14:25 [Kai] What kind of stuff were you doing at that stage?

14:28 [DB] Mostly everything. And it was, you know, it obviously had caught the imagination of the public because we were selling out. We increased the print run, and still sold then we printed a little more.

14:50 [Kai]And advertising started coming in slowly.

14:52 [DB] Advertising was trickling in and in those days, you know, advertising in print was not...there was no television. But, you know, the economy was pretty much, you know, socialist...Mrs Gandhi, you know, was strictly very very socialist kind of economy. So there were not any big business...the guys who were in it...in a particular area of sector were mostly guys who had a monopoly. Whether there was cars or bikes or motorbikes or scooters or whatever. So, you know, there was really no need for advertising. 

15:46 [Kai] Not a lot of competition. 

15:47 [DB] Yea, not a lot of competition at all! So advertising was not that great. A few, you know, more progressive types like the Tatas and Bajaj did advertise but generally it was ...we weren't...

16:08 [Kai] But are you saying that the business plan was based on circulation rather than advertising....on cover press?

———

THE TASKS:
- a) Answer these questions from the interview:
(i) What did the publication increase after it kept selling out?
(ii) What medium did DB say did not exist in those days?
(iii) Which two companies are named as more progressive types that did advertise?
- b) In the listing that follows, copy out the lines starting at the first line of the listing and ending at the line that contains "x=127, y=252". Leave the pictures out.

INFORMATION SHOWN:
———

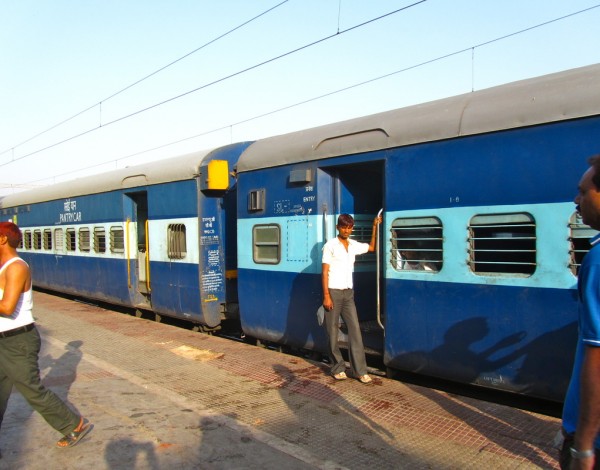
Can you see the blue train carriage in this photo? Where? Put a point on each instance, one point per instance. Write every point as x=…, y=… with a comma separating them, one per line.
x=475, y=277
x=153, y=236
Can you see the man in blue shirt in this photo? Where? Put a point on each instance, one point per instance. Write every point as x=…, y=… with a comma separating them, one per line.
x=581, y=413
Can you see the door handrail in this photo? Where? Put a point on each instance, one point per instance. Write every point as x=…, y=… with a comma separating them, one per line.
x=147, y=256
x=377, y=256
x=127, y=252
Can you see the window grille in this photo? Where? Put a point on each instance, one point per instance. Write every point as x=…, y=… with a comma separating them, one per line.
x=37, y=239
x=27, y=239
x=47, y=239
x=84, y=239
x=502, y=244
x=59, y=240
x=266, y=242
x=417, y=244
x=579, y=239
x=177, y=241
x=99, y=240
x=117, y=240
x=71, y=240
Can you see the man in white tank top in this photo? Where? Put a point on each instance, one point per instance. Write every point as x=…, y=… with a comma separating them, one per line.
x=20, y=344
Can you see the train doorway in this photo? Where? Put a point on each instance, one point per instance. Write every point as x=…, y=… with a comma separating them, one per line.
x=358, y=189
x=139, y=251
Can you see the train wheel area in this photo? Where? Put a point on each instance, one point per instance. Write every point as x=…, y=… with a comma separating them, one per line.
x=165, y=397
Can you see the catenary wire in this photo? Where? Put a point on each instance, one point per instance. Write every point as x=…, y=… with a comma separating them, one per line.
x=137, y=82
x=202, y=87
x=331, y=93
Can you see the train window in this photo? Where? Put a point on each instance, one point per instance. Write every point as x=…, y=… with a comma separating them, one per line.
x=177, y=241
x=266, y=243
x=84, y=239
x=71, y=240
x=256, y=200
x=417, y=244
x=27, y=239
x=37, y=239
x=502, y=244
x=579, y=238
x=99, y=240
x=47, y=239
x=59, y=240
x=117, y=240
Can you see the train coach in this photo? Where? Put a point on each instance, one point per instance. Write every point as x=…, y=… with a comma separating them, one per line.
x=152, y=237
x=474, y=278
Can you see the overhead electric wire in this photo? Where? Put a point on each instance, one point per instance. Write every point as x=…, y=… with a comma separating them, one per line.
x=325, y=95
x=137, y=82
x=214, y=82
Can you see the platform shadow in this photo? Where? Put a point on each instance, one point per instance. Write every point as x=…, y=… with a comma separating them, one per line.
x=122, y=454
x=511, y=429
x=337, y=427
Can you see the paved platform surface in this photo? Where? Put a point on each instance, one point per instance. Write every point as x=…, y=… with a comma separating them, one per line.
x=162, y=397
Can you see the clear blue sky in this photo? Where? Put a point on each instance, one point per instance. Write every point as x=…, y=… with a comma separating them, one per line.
x=62, y=57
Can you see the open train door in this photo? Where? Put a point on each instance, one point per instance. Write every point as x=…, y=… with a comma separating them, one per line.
x=357, y=189
x=137, y=251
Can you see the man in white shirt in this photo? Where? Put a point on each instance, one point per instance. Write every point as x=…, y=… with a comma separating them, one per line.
x=338, y=297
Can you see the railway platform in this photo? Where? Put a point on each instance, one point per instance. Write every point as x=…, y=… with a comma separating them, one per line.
x=163, y=397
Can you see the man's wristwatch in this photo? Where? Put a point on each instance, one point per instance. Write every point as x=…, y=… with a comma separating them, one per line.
x=581, y=454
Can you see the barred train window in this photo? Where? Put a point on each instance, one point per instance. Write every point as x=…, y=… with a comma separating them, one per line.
x=99, y=240
x=117, y=240
x=47, y=239
x=71, y=241
x=417, y=244
x=177, y=241
x=37, y=239
x=502, y=244
x=84, y=239
x=266, y=244
x=579, y=238
x=59, y=241
x=27, y=239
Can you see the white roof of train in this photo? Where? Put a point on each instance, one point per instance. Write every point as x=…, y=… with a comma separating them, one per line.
x=173, y=169
x=556, y=97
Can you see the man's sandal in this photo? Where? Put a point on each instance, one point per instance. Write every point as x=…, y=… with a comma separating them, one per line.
x=71, y=439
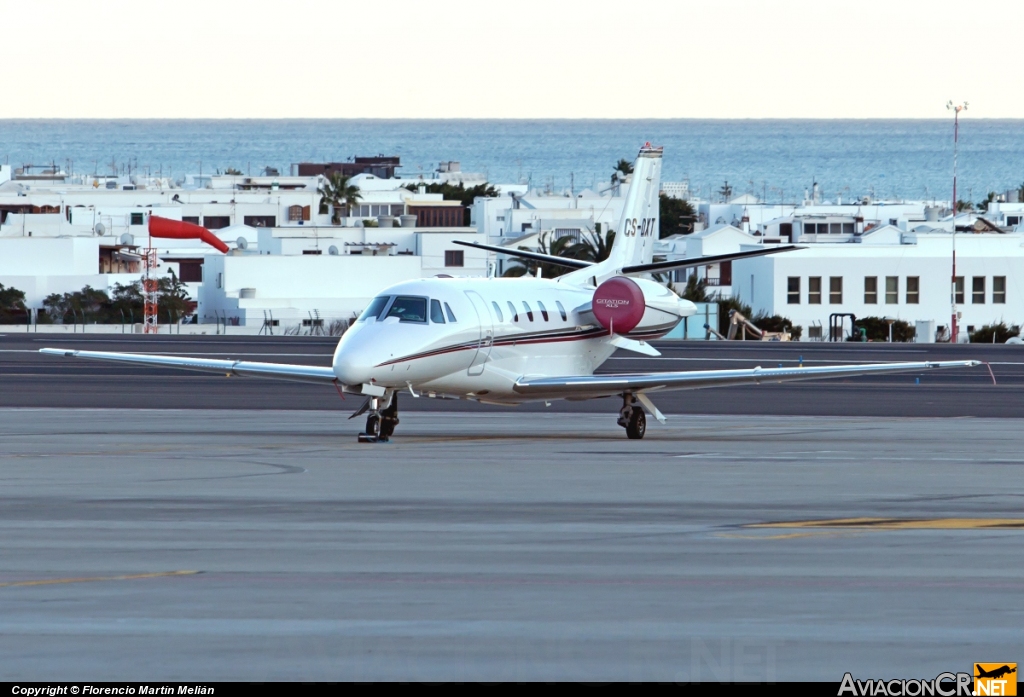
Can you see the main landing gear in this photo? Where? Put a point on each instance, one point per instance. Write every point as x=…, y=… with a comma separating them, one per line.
x=632, y=418
x=381, y=423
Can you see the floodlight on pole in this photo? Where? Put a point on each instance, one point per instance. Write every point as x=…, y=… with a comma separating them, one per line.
x=955, y=109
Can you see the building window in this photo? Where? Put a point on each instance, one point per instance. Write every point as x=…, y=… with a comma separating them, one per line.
x=190, y=271
x=836, y=290
x=870, y=290
x=814, y=291
x=892, y=290
x=260, y=220
x=912, y=290
x=998, y=290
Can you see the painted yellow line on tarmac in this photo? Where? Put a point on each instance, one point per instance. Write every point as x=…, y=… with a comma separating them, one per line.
x=902, y=523
x=92, y=579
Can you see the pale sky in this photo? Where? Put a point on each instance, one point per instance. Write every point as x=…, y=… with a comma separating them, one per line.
x=474, y=58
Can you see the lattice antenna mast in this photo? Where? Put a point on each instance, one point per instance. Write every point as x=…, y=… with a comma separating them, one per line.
x=150, y=287
x=956, y=109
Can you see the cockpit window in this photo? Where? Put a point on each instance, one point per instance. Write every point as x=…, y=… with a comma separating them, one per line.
x=375, y=307
x=529, y=310
x=409, y=308
x=436, y=314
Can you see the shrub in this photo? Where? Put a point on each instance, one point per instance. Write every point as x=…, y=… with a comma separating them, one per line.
x=994, y=334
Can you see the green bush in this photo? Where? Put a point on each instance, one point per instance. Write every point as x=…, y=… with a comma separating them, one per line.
x=878, y=330
x=994, y=334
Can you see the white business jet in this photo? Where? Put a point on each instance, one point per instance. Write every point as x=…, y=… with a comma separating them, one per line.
x=508, y=341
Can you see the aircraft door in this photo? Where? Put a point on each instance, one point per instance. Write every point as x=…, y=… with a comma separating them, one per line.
x=486, y=325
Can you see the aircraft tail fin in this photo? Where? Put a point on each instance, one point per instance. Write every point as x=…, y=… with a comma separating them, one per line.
x=637, y=230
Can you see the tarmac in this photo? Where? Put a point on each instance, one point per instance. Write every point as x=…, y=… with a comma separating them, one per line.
x=263, y=545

———

REPLIES:
- a)
(i) The print run.
(ii) Television.
(iii) The Tatas and Bajaj.

- b)
Can you see the blue train carriage in this photo? Where? Put a point on each instance, one point per instance. Write every point as x=…, y=… with a comma separating them, one per line.
x=475, y=277
x=153, y=236
Can you see the man in blue shirt in this photo? Where? Put a point on each instance, one point per instance. Write every point as x=…, y=… with a comma separating them, one per line.
x=581, y=413
Can you see the door handrail in this photo? Where? Put a point on each instance, one point per instance. Write every point as x=…, y=… with a comma separating them, one per line.
x=147, y=256
x=377, y=256
x=127, y=252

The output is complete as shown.